Reading passage →
--- begin ---

ML350 G5 Disk Failure (622 Views)
Occasional Advisor
PinnacleCS
Posts: 7
Registered: ‎09-05-2007
Message 26 of 54 (211 Views)

Re: ML350 G5 Disk Failure

Were you having data corruption problems or blue screen problems? I am having the 1792 errors on reboot, no BSOD or data corruption yet but the server isn't in production. I appled the KB AFTER the 7.9 support pack. I sure hope this is resolved!
Occasional Visitor
francis obuon
Posts: 1
Registered: ‎06-28-2007
Message 27 of 54 (211 Views)

Re: ML350 G5 Disk Failure

I have a similar problem with exactly the same server, ML350 G5.It keeps reporting that both PSUs have failed or are unplugged and should be replaced.I've cleared error logs,re-installed HP SIM but to no avail. Any ideas?
Advisor
Scott M. Harrison
Posts: 24
Registered: ‎01-02-2003
Message 28 of 54 (211 Views)

Re: ML350 G5 Disk Failure


Does anyone have the definitive fix for this? I have a brand new ML350 G5 with the same issue - intermittent 1792 notification on boot. I am supposed to go into production with this box in the next week or so and after reading this am reticent to do so. I have the latest firmware and drivers (7.91 series) installed and am running SBS 2003 R2 SP2. I don't believe I have the aforementioned MS KB installed but will look into it.

--- end ---

What is required →
Reproduce word for word the passage of the ML350 G5 disk failure thread that begins at the words "Were you having" and stops after the words "avail. Any ideas?".

Given data →
--- begin ---

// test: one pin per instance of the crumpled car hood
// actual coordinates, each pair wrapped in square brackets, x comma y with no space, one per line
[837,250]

--- end ---

Written answer →
Were you having data corruption problems or blue screen problems? I am having the 1792 errors on reboot, no BSOD or data corruption yet but the server isn't in production. I appled the KB AFTER the 7.9 support pack. I sure hope this is resolved!
Occasional Visitor
francis obuon
Posts: 1
Registered: ‎06-28-2007
Message 27 of 54 (211 Views)

Re: ML350 G5 Disk Failure

I have a similar problem with exactly the same server, ML350 G5.It keeps reporting that both PSUs have failed or are unplugged and should be replaced.I've cleared error logs,re-installed HP SIM but to no avail. Any ideas?